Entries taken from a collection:
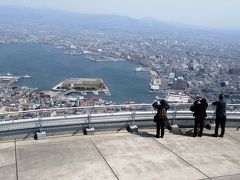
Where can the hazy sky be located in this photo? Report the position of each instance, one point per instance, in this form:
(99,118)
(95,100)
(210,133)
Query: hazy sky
(212,13)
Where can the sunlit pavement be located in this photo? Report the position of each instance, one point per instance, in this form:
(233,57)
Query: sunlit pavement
(123,156)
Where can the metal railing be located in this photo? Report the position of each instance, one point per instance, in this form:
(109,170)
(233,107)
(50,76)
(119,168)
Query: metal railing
(23,124)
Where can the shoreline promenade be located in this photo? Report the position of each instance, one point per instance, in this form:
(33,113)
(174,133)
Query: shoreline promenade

**Written problem**
Can you reproduce every one of the entries above word for word, leaving the pictures out?

**The result**
Where can the hazy sky be located in this photo? Report the position of each instance, one point per instance, in this form:
(99,118)
(95,100)
(210,133)
Query: hazy sky
(212,13)
Where can the sunlit pavement be located in this photo? Report the position of each instance, one point per instance, in this form:
(233,57)
Query: sunlit pavement
(123,156)
Where can the metal railing be located in this photo? Report the position of each instance, one point per instance, in this form:
(109,170)
(233,107)
(50,76)
(119,168)
Query: metal railing
(23,124)
Where can the shoreline promenade be located in this photo? Report the position of each instance, one point per instance, in this form:
(33,113)
(174,133)
Query: shoreline promenade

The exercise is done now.